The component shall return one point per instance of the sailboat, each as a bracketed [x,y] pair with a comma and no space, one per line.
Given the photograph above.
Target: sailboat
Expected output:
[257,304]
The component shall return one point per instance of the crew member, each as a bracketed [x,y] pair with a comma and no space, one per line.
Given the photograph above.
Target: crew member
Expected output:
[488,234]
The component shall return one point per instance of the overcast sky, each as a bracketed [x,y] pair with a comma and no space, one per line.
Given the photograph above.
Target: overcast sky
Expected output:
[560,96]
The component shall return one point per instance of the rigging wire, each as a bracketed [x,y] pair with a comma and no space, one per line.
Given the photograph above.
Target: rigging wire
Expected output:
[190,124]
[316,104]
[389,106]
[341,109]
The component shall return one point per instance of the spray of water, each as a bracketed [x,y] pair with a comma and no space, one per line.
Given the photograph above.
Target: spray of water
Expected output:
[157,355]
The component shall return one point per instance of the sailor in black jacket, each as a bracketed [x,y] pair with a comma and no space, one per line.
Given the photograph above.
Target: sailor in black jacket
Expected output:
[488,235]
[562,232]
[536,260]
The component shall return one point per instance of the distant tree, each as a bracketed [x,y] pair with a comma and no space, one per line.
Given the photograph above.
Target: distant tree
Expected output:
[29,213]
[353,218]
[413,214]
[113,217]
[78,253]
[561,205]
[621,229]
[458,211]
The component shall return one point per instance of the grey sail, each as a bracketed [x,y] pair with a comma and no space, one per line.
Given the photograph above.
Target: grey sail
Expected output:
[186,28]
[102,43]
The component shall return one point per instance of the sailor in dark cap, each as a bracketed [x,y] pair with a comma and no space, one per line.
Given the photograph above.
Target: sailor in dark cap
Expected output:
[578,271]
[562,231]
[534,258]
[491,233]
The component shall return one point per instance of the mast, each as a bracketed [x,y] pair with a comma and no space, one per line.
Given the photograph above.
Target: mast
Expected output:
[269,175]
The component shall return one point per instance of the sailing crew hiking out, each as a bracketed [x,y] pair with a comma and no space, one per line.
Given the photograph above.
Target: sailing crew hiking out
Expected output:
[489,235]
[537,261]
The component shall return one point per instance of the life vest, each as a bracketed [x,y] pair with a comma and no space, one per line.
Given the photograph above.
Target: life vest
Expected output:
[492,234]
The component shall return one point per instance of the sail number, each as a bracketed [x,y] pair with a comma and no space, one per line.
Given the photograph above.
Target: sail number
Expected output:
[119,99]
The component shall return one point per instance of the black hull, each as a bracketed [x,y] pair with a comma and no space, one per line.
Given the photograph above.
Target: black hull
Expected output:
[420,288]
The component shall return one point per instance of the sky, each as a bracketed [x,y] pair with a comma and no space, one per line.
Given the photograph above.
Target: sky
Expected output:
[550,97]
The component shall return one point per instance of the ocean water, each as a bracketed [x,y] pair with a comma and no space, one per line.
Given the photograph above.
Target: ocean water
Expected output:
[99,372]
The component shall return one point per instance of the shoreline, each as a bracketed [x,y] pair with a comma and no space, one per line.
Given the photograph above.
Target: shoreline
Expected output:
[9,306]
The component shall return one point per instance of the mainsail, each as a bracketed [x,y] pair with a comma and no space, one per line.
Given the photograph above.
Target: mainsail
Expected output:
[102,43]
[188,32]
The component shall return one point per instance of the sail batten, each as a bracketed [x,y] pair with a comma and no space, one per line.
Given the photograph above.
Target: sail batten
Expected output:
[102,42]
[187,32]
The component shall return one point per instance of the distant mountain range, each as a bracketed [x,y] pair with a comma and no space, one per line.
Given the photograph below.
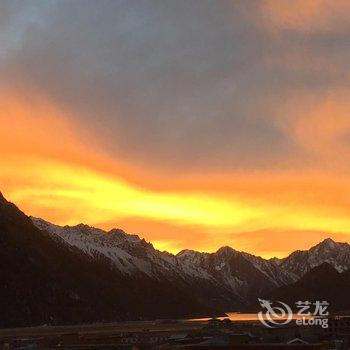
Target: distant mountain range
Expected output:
[54,274]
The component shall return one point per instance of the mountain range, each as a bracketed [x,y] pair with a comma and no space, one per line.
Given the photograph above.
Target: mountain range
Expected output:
[78,274]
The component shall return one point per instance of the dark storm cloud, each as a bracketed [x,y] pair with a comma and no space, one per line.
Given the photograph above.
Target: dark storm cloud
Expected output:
[168,83]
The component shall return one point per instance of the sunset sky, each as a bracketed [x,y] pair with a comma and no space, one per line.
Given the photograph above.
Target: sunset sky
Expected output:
[195,124]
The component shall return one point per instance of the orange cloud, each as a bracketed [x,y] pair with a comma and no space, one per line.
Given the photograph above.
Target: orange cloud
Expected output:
[305,15]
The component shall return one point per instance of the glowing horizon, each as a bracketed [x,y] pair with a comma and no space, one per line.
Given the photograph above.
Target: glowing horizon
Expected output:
[194,131]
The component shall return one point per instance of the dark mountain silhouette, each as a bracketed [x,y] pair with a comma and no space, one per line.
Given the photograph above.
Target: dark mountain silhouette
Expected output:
[323,282]
[45,281]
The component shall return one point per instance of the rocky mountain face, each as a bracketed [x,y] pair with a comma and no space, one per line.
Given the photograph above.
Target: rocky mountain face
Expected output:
[227,279]
[321,283]
[77,274]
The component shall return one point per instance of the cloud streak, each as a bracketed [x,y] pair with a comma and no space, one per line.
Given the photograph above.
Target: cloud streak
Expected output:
[244,104]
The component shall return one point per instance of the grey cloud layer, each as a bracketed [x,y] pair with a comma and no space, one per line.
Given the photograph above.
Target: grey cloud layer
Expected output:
[171,84]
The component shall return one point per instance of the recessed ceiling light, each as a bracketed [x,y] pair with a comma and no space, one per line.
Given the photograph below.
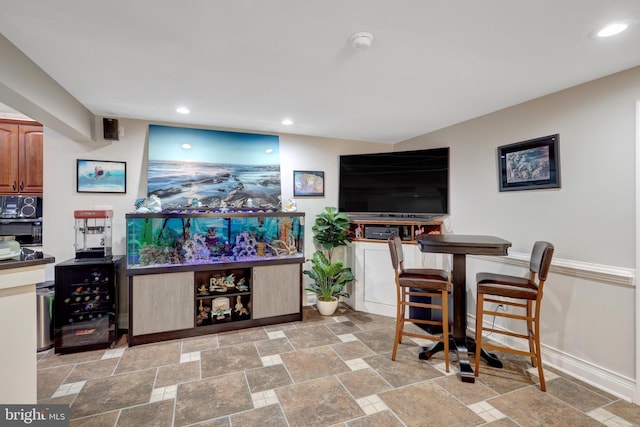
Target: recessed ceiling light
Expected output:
[612,29]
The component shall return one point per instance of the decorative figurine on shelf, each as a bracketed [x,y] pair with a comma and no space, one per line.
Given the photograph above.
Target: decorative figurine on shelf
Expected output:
[240,309]
[242,286]
[290,206]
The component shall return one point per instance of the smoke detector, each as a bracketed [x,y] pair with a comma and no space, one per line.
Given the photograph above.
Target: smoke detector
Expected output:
[361,40]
= = =
[TASK STATEMENT]
Except for the pictures, copy every line of the records above exactly.

[COMPLETED TASK]
The component shall return one point per instance of the sailboat, each as a bracketed [x,y] pair with a comma and no space, one per line.
Given the photograph above.
Target: sailboat
Expected output:
[257,304]
The component shall return one point per instance of the crew member, each as a bracketed [x,y] pair with a comma and no space, one per line.
Given the photograph above.
Target: crew member
Expected output:
[488,234]
The component shall return one point per instance of the overcast sky, each as a bracketed [x,y] pair with a comma and no space, one per line.
Given the photograph above.
Target: overcast sky
Expected output:
[560,96]
The component shall return one point per instance of the rigging wire, each as a bracketed [x,y] pair with a comma and no space, one per line.
Given the photograph above.
Target: rigging wire
Expected output:
[190,124]
[316,104]
[389,106]
[341,109]
The component shall return one point per instance of the spray of water, each as a bracketed [x,y] pair with a comma and no space, one per line.
Given the photograph above.
Target: spray of water
Expected output:
[157,355]
The component shall return one point per instance of the sailor in black jacket, each as a bracketed [x,y] pair with a comma and no space, one per line.
Given the photograph above.
Target: sailor in black jacket
Expected output:
[488,235]
[562,232]
[536,260]
The component shall return one point per instance of the distant tree, each as a bracketed [x,y] pair with a comma and no space, one per line.
Given the photograph above.
Target: distant tree
Expected output:
[29,213]
[353,218]
[413,214]
[113,217]
[78,253]
[561,205]
[621,229]
[458,211]
The component shall return one point per instance of the grey sail, each as a bracketed [x,y] pair with a comma and no space, one per line.
Given the photograph above.
Target: grey sail
Expected output:
[186,28]
[102,43]
The component shall return one point per instance of the sailor in dark cap, each as a bracketed [x,y] pair with a comma and no space, one per line.
Given the photograph above.
Target: sailor in dark cap
Expected output:
[578,271]
[562,231]
[534,258]
[491,233]
The component shall return one point per instance of the mast, each as a bracketed [x,y] pair with a comma and no space, one per line.
Given the photograph above.
Target: mast
Expected output:
[269,175]
The component shall return one point per instance of the sailing crew hiking out, each as a bracketed [x,y] pair with a comma and no space, one per line.
Given the photograph above.
Target: sailing crew hiking out
Expected output:
[489,235]
[537,261]
The component shall return one point per instance of the life vest, each as a bracketed [x,y] pair with a comma and no space, one per line.
Given the photograph above.
Target: life vest
Expected output:
[492,234]
The component shall return one point per instance of the sail number, each as a bracketed [x,y] pair with a comma and no space, one per line.
Given the photograph above.
Target: sail number
Expected output:
[119,99]
The component shall return one point per instance of the black hull, each as a bracketed [x,y] pair with a comma and no space, one per line.
Given the photograph above.
Target: black hull
Expected output:
[420,288]
The component shall return one point per instance of the sky, each as a bracketed [x,y] pair with a comma and no space, one per line.
Given the photograph above.
Target: sky
Expected output:
[550,97]
The component shall return one point per instance of the ocean water, each as a bracketed [x,y] pair with a comma and no space, one per line.
Given the photograph above.
Target: ocean water
Expected output:
[99,372]
The component shall return one point per instance of the shoreline, each as a bracketed [x,y] pair with a comma and no space, one per line.
Given the photograph above.
Target: shoreline
Expected output:
[9,306]
The component shall return one point per instance of the mainsail, each as a bracketed [x,y] pair with a comma and no space, one per line.
Given the photograph above.
Target: mainsail
Expected output:
[102,43]
[188,32]
The component shall return one point per instance of the sail batten, each as a bracketed [x,y] pair with a comma and no space, one per line.
Given the photograph above.
Target: sail batten
Expected output:
[102,42]
[187,32]
The component shall return one point per instance of the distant mountain range, each as a bracketed [x,y] pair with a comma and no space, one per line.
Given the photograph below.
Target: distant mountain range
Expected output:
[54,274]
The component shall return one point per instance of the mountain range, each as a bracketed [x,y] pair with a comma and no space, one per line.
Given the photograph above.
Target: mountain range
Expected output:
[78,274]
The component shall return one point per instance of the dark storm cloud, each as a bracketed [x,y] pair with a comma and no space, one per line.
Given the photograph above.
Target: dark storm cloud
Expected output:
[168,83]
The component shall return one point per instance of the sunset sky, each as a bracketed [x,y] pair with a comma and no space, one per line.
Given the photograph above.
Target: sunset sky
Expected output:
[195,124]
The component shall return one point per instance of the orange cloud, each as a bracketed [x,y] pair with a comma and no space, one per line.
Given the photograph above.
Target: orange cloud
Expected output:
[305,15]
The component shall return one point per instance of the glowing horizon, each as a bracketed [x,y] pair with a comma and no space, one per line.
Given the photograph above.
Target: glowing horizon
Expected output:
[194,131]
The component shall return one point per instance of the dark mountain silhouette, each as a bracketed [x,y] pair with a comma and no space, one per line.
Given the photograph above.
Target: dark mountain silhouette
Expected output:
[323,282]
[45,281]
The component shall return one point per instance of the rocky mountain face, each as a bracketed [x,y] pair with a comma and no space, one per line.
Given the photograph above.
Target: rocky mountain face
Expected output:
[227,279]
[321,283]
[77,274]
The component shall return one point per instance of the cloud streak, each as a bracketed [x,y] pair with a comma and no space, one per line.
Given the photograph above.
Target: cloud streak
Expected output:
[244,104]
The component shall return one point per instance of the grey cloud layer, each as a bracketed [x,y] pair with a comma and no space, one per line.
Given the photograph above.
Target: grey cloud layer
Expected output:
[171,84]
The component shall return one point per instance of the recessed ceiling light, each as a bracketed [x,y] pair with a comma and no space, one per line.
Given the photograph below.
Target: recessed ceiling light
Expected output:
[612,29]
The component shall return one point per instance of the decorative figurine on shelf, each as a bracketed [x,y] pair with a comma and no space, one per line.
Given the photograph above.
Target: decorative figurine on shelf
Expected output:
[240,309]
[242,286]
[290,206]
The component shall return one point per instance of the smoke detector, each as a bracketed [x,y] pair with a comma and no space, one per line.
Given the photograph above.
Target: smoke detector
Expected output:
[361,40]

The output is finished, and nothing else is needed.